*** Article ***

GitHub user chiradip created a discussion: Apache Iggy Connector for Apache 
Pinot

# Apache Iggy Connector for Apache Pinot

This connector enables Apache Pinot to ingest real-time data from Apache Iggy 
streams using TCP-based communication.

## Overview

The Iggy Pinot connector implements Pinot's Stream Plugin API to provide:

- **TCP-based ingestion**: Uses Iggy's native TCP protocol via 
`AsyncIggyTcpClient` for efficient message consumption
- **Partition-aware consumption**: Supports parallel ingestion from multiple 
Iggy partitions
- **Consumer group support**: Leverages Iggy consumer groups for offset 
management and fault tolerance
- **Automatic offset management**: Consumer group state is maintained by Iggy 
server
- **JSON message decoding**: Built-in support for JSON-formatted messages

## Architecture

### Key Components

1. **IggyConsumerFactory**: Main entry point implementing Pinot's 
`StreamConsumerFactory`
2. **IggyPartitionGroupConsumer**: Partition-level consumer using TCP client
3. **IggyStreamMetadataProvider**: Provides partition discovery and offset 
information
4. **IggyJsonMessageDecoder**: Decodes JSON messages into Pinot records

### Differences from Flink Connector

The Pinot connector differs from the Iggy Flink connector in several ways:

- **TCP-based**: Uses `AsyncIggyTcpClient` directly (not HTTP-based)

*** Provided material ***

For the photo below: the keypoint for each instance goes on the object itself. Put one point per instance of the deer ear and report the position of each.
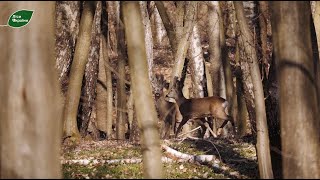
(166, 85)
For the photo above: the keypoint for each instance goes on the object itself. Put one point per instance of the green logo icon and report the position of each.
(20, 18)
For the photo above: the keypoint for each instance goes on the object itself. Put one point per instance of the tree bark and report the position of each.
(299, 111)
(316, 21)
(102, 90)
(109, 98)
(214, 46)
(183, 43)
(122, 99)
(263, 8)
(77, 72)
(148, 39)
(141, 88)
(263, 149)
(31, 109)
(67, 29)
(91, 73)
(196, 68)
(168, 25)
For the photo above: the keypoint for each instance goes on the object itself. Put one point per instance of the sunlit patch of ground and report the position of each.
(238, 160)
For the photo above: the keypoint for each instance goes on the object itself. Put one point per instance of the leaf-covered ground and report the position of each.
(238, 159)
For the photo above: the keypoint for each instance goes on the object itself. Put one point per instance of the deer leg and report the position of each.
(183, 122)
(225, 122)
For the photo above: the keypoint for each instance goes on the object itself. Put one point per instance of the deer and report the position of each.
(198, 108)
(168, 112)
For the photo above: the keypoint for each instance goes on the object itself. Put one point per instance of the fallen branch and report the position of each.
(191, 158)
(113, 161)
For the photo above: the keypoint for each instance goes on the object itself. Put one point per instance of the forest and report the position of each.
(160, 89)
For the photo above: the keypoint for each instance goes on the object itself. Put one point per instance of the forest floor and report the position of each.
(236, 159)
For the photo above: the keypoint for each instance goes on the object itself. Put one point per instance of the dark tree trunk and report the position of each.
(142, 92)
(91, 73)
(67, 29)
(299, 111)
(30, 96)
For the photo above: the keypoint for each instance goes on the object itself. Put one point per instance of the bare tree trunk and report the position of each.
(183, 43)
(121, 108)
(263, 7)
(141, 88)
(91, 73)
(109, 98)
(134, 124)
(227, 74)
(102, 90)
(214, 46)
(263, 149)
(67, 29)
(77, 72)
(148, 39)
(299, 111)
(196, 68)
(316, 21)
(160, 31)
(31, 109)
(168, 25)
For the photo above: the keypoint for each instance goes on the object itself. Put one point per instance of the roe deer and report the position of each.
(168, 111)
(196, 108)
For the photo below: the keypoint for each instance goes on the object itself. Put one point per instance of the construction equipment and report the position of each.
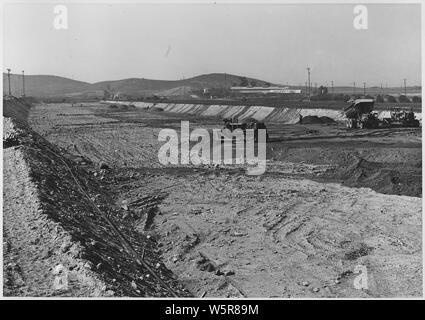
(232, 124)
(402, 118)
(359, 114)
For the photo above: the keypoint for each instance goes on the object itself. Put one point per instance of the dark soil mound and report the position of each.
(384, 178)
(121, 107)
(325, 119)
(311, 120)
(317, 120)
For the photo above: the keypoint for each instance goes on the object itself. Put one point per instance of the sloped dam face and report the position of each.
(262, 113)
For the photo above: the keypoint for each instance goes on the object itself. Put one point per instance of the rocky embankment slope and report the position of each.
(62, 236)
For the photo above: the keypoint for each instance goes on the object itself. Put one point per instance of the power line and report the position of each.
(309, 83)
(23, 83)
(8, 78)
(405, 90)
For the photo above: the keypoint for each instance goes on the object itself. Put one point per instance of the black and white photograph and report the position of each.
(212, 150)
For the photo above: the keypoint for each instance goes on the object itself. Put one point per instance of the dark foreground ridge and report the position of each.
(61, 231)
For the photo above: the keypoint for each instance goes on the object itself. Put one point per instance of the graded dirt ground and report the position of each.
(299, 230)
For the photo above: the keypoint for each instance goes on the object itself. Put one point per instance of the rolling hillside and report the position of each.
(54, 86)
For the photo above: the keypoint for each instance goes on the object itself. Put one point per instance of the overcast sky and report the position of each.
(270, 42)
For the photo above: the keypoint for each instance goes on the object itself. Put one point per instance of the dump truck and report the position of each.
(232, 124)
(402, 118)
(359, 114)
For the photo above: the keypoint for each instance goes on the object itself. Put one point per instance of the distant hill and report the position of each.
(54, 86)
(44, 85)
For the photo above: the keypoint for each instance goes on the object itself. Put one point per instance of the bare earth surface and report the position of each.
(293, 232)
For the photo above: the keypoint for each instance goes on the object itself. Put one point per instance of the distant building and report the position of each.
(264, 90)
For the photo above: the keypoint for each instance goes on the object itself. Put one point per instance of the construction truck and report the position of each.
(232, 124)
(359, 114)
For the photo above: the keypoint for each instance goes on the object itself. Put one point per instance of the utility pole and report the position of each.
(8, 80)
(225, 83)
(23, 83)
(309, 83)
(184, 89)
(405, 90)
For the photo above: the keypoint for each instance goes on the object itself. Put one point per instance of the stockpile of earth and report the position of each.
(317, 120)
(384, 178)
(63, 236)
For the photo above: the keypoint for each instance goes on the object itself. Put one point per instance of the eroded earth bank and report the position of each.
(331, 200)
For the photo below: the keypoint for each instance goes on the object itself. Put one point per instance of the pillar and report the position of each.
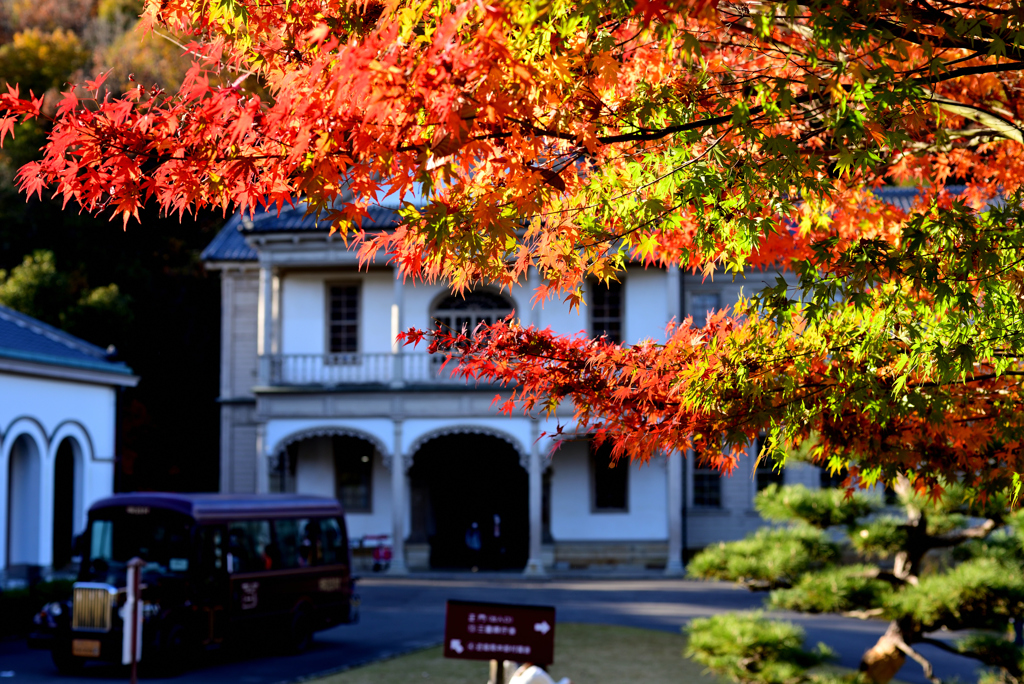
(262, 461)
(675, 474)
(397, 506)
(397, 325)
(263, 323)
(535, 565)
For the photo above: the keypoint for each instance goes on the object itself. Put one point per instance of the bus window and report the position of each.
(335, 547)
(250, 548)
(301, 542)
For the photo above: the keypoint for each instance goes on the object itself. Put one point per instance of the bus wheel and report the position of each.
(65, 661)
(301, 630)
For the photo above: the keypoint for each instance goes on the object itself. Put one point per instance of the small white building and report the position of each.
(57, 420)
(316, 397)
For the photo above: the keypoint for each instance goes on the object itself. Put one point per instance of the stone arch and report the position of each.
(285, 475)
(453, 310)
(27, 507)
(446, 431)
(330, 431)
(468, 498)
(71, 451)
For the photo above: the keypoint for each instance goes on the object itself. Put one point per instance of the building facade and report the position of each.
(57, 427)
(317, 397)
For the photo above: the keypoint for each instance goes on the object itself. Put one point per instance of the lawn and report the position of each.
(585, 653)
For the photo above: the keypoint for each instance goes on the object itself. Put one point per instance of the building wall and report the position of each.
(240, 303)
(267, 425)
(572, 517)
(37, 415)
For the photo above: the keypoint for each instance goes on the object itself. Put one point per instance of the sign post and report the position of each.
(131, 648)
(500, 632)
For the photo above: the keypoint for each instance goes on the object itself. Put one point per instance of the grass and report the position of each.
(585, 653)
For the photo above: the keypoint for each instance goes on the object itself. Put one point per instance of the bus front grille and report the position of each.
(92, 608)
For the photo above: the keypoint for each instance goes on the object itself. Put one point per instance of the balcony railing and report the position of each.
(355, 369)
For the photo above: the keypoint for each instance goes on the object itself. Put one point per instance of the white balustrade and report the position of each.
(358, 369)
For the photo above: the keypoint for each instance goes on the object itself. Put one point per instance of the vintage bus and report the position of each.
(216, 566)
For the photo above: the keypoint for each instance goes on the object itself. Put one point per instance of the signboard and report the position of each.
(500, 632)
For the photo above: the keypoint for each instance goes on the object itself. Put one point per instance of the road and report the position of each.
(403, 614)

***

» **Requirement 1**
Return the passage of the connector page starting at "### Differences from" and ending at "directly (not HTTP-based)", copied word for word.
» **Requirement 2**
Name every key component that the connector page lists under its architecture section.
The listing is separate material from the connector page.

» **Complete answer 1**
### Differences from Flink Connector

The Pinot connector differs from the Iggy Flink connector in several ways:

- **TCP-based**: Uses `AsyncIggyTcpClient` directly (not HTTP-based)

» **Complete answer 2**
IggyConsumerFactory
IggyPartitionGroupConsumer
IggyStreamMetadataProvider
IggyJsonMessageDecoder